***** MATERIAL PROVIDED

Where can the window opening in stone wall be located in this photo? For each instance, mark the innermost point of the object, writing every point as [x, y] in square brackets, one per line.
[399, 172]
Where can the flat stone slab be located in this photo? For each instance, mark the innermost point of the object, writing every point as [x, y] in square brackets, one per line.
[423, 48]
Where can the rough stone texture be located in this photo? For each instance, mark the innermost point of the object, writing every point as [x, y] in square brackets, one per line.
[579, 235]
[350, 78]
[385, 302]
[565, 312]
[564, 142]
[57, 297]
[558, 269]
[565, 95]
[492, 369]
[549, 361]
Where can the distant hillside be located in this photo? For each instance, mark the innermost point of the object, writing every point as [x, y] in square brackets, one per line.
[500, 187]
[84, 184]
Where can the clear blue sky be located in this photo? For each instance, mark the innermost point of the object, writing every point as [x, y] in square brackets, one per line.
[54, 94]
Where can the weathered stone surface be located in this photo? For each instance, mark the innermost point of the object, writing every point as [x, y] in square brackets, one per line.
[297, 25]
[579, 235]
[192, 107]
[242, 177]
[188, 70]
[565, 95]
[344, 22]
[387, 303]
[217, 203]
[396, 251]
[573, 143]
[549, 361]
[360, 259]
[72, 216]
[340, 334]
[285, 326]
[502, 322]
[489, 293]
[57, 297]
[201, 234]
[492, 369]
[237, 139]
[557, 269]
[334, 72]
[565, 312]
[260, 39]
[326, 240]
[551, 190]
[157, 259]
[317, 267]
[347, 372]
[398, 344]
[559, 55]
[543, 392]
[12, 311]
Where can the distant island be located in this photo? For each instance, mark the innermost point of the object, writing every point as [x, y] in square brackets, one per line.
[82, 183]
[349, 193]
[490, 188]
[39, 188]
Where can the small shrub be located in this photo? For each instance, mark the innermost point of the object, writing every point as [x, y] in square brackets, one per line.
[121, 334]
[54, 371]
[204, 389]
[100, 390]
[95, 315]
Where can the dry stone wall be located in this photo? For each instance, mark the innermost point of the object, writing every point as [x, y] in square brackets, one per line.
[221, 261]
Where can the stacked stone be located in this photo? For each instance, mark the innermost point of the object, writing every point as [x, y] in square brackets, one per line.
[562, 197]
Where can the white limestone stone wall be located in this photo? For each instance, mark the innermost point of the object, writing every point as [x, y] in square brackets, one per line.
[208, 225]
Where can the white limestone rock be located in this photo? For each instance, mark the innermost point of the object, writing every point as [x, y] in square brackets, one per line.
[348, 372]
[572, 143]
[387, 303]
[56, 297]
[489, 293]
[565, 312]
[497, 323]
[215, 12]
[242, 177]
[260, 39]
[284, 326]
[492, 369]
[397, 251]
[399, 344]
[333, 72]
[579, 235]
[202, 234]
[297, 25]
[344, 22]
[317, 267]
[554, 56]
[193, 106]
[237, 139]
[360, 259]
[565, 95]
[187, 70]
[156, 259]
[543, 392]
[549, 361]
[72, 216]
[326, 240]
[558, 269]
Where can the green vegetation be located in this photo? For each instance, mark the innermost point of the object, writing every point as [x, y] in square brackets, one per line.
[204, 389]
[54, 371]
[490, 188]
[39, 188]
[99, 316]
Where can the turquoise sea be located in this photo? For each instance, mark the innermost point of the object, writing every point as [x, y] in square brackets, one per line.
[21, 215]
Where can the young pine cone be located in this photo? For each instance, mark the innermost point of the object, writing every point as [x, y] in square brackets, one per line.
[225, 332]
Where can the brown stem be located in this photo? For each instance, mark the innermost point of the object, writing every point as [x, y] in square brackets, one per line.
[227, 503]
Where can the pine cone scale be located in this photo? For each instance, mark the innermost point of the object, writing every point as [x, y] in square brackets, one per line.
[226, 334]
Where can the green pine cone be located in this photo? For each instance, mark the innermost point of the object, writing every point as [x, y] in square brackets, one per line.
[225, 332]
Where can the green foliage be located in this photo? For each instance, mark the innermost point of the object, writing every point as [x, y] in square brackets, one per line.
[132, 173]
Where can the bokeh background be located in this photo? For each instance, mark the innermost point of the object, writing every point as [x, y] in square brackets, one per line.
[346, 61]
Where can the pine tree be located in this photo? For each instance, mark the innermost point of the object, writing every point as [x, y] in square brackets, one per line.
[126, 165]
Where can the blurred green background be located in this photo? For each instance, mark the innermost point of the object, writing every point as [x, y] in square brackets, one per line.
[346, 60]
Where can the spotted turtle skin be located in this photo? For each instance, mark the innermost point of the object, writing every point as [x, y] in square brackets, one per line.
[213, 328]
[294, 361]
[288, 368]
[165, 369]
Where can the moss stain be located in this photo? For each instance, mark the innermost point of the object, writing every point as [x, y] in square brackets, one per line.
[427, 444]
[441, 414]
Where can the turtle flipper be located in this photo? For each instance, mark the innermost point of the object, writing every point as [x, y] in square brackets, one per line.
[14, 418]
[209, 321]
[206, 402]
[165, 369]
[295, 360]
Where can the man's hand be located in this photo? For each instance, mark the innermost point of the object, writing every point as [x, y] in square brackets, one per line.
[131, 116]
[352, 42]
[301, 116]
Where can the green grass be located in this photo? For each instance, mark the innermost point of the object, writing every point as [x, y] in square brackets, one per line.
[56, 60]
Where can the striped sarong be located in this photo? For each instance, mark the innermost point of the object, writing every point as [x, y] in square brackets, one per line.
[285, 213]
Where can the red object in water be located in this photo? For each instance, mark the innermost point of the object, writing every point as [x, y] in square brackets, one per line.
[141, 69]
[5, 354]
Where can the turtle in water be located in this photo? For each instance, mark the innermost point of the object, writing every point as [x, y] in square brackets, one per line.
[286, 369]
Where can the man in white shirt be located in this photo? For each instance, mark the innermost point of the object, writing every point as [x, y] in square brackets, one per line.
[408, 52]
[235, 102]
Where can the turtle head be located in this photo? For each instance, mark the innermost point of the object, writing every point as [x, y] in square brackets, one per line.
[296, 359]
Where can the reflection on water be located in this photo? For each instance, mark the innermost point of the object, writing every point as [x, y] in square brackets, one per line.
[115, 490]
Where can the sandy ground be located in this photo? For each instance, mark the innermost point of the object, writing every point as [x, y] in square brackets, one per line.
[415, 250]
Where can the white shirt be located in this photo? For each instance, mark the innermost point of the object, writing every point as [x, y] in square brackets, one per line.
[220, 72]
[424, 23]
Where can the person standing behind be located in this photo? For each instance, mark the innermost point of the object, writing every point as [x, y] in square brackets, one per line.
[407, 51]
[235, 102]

**********

### WHAT THE TASK ASKS
Every line above should be reproduced precisely.

### WRITTEN RESPONSE
Where can the window opening in stone wall be located in this photo? For each instance, mark the innermost point of the object, writing every point as [x, y] in square brackets, one per line.
[399, 172]
Where can the flat stone slab be located in this photo? For each instance, mark the innermost point of the object, writing every point as [x, y] in square brackets, one per line.
[423, 48]
Where can the rough stone texture be located in this photo? For each instance, mark the innermost point of the object, writing every point as [x, y] in square brackets, one per line.
[579, 235]
[350, 78]
[385, 302]
[565, 312]
[564, 142]
[57, 297]
[558, 269]
[565, 95]
[492, 369]
[549, 361]
Where can the distant hillside be located in this photo? For each instance, mark the innermost point of the object, writing every point as [x, y] in square brackets, one per line.
[500, 187]
[84, 184]
Where can the clear blue sky be located in this photo? For each instance, mark the innermost point of the object, writing every point as [x, y] in square brackets, one per line.
[54, 94]
Where can the weathered stone surface be located in this photo? For each instance, mark the innermost point of the object, writing every point as [x, y] in square brackets, one per line.
[297, 25]
[579, 235]
[192, 107]
[242, 177]
[188, 70]
[565, 95]
[344, 22]
[387, 303]
[217, 203]
[396, 251]
[573, 143]
[549, 361]
[360, 259]
[72, 216]
[340, 334]
[285, 326]
[502, 322]
[489, 293]
[57, 297]
[201, 234]
[492, 369]
[237, 139]
[557, 269]
[334, 72]
[565, 312]
[260, 39]
[326, 240]
[551, 190]
[157, 259]
[317, 267]
[347, 372]
[398, 344]
[559, 55]
[543, 392]
[12, 311]
Where can the distant island be located in this photo? For each instance, mark the innermost point of the object, writing every point as [x, y] in square brackets, one per line.
[82, 183]
[349, 193]
[490, 188]
[39, 188]
Where can the small shrub be located in this photo? For each instance, mark the innermost point of the object, writing every point as [x, y] in square brackets, one per line.
[121, 334]
[54, 371]
[204, 389]
[100, 390]
[95, 315]
Where can the dry stone wall be located in this photo? For each instance, mark the innermost point of the object, writing every point as [x, y] in square brackets, one per line.
[221, 261]
Where can the stacked stone be located in this photo? For each instance, mark the innermost point of the object, writing every point as [x, y] in square brackets, one per line.
[562, 197]
Where can the white limestone stone wall be located in this photo? For each instance, mark the innermost point of the object, writing every point as [x, y] in square brackets, one per line.
[208, 225]
Where can the white limestone rock be located in this photo? For each instance, mark the innermost point of the object, writing every point as [x, y] in square brackets, one per line.
[348, 372]
[572, 143]
[387, 303]
[56, 297]
[489, 293]
[565, 312]
[497, 323]
[215, 12]
[242, 177]
[260, 39]
[284, 326]
[492, 369]
[397, 251]
[399, 344]
[333, 72]
[579, 235]
[202, 234]
[297, 25]
[344, 22]
[317, 267]
[554, 56]
[193, 106]
[237, 139]
[360, 259]
[565, 95]
[187, 70]
[156, 259]
[543, 392]
[549, 361]
[72, 216]
[326, 240]
[558, 269]
Where can the green vegetation be located in this photo? For each instance, mark the innermost point of the object, writing every point as [x, y] in square brackets, one per line.
[204, 389]
[54, 371]
[490, 188]
[39, 188]
[99, 316]
Where can the turquoise sea be located in this photo? For each instance, mark the innermost point of the object, writing every point as [x, y] in square brackets, one per line.
[21, 215]
Where can the young pine cone be located in this photo? For each instance, mark the innermost point of the object, writing every point as [x, y] in square brackets, one per line.
[225, 332]
Where can the brown stem be located in this photo? For each instance, mark the innermost point of the object, writing every point as [x, y] in square brackets, one per line.
[227, 503]
Where can the pine cone scale be located in this photo? For each instance, mark the innermost point of the object, writing every point as [x, y] in square brackets, one per line.
[226, 334]
Where can the green pine cone be located in this photo? For each instance, mark the innermost point of the object, writing every point as [x, y] in square brackets, one per line.
[225, 332]
Where can the green foliage be located in this photo? For each instance, mark the innermost point of the object, writing every point as [x, y] in square brackets, one per line.
[132, 173]
Where can the bokeh background be located in this photo? For each instance, mark the innermost point of the object, writing every point as [x, y] in square brackets, one per line.
[346, 61]
Where can the pine tree be located in this photo? For each instance, mark the innermost point of the object, writing every point as [x, y] in square brackets, one per line.
[126, 165]
Where can the blurred green background be located in this photo? For each instance, mark the innermost point of the object, writing every point as [x, y] in square brackets, one per line.
[346, 60]
Where can the spotted turtle skin be located in this photo? For each instance, mark the innermost point of the object, writing every point as [x, y] in square brackets, one per line.
[213, 328]
[294, 361]
[288, 368]
[165, 369]
Where can the moss stain be located in this photo? For each instance, mark the innermost point of the object, writing every point as [x, y] in square brackets, one per line.
[427, 444]
[441, 414]
Where can the turtle flipper be located in this photo? For each instance, mark the innermost point of the object, writing every point as [x, y] in square brackets, one per line.
[14, 418]
[209, 321]
[206, 402]
[165, 369]
[295, 360]
Where can the man's hand be located in this photo? For each instance, mark the innermost point of the object, writing every point as [x, y] in square brackets, one per line.
[131, 116]
[352, 42]
[301, 116]
Where can the green grass be located in this photo? For each instance, mark the innermost point of the object, writing every point as [x, y] in square brackets, one per line.
[56, 60]
Where can the striped sarong be located in this photo? For each instance, mark the innermost point of the object, writing every point as [x, y] in square brackets, one per line.
[285, 213]
Where can the red object in water be located in this photo? For each instance, mark the innermost point of the object, writing every point as [x, y] in square brackets, one per line.
[141, 69]
[5, 354]
Where can the turtle in water be located in this photo? For each instance, mark the innermost point of the object, writing every point as [x, y] in square brackets, one per line.
[286, 369]
Where can the man in white shirt be located in this photo? For each instance, mark the innermost point of the object, writing every point as [x, y] in square brackets, one per line.
[408, 52]
[235, 102]
Where can the turtle head be located in this photo? For each instance, mark the innermost point of the object, writing every point as [x, y] in square brackets, one per line.
[296, 359]
Where can the reflection on water be located in this photo? For each instance, mark the innermost point of the object, writing every point as [x, y] in square brackets, one per line.
[115, 490]
Where can the sandy ground be located in this photo? For each instance, mark the innermost point of the object, writing every point as [x, y] in square brackets, one per line.
[415, 250]
Where can the white shirt be located in this photo? For each instance, mark the innermost point of the object, writing every point as [x, y] in square brackets, one per line.
[220, 72]
[424, 23]
Where can the person standing behind be located in this photo? For each instance, mark the innermost point of the object, writing every point as [x, y] in square brackets, one per line.
[407, 51]
[235, 102]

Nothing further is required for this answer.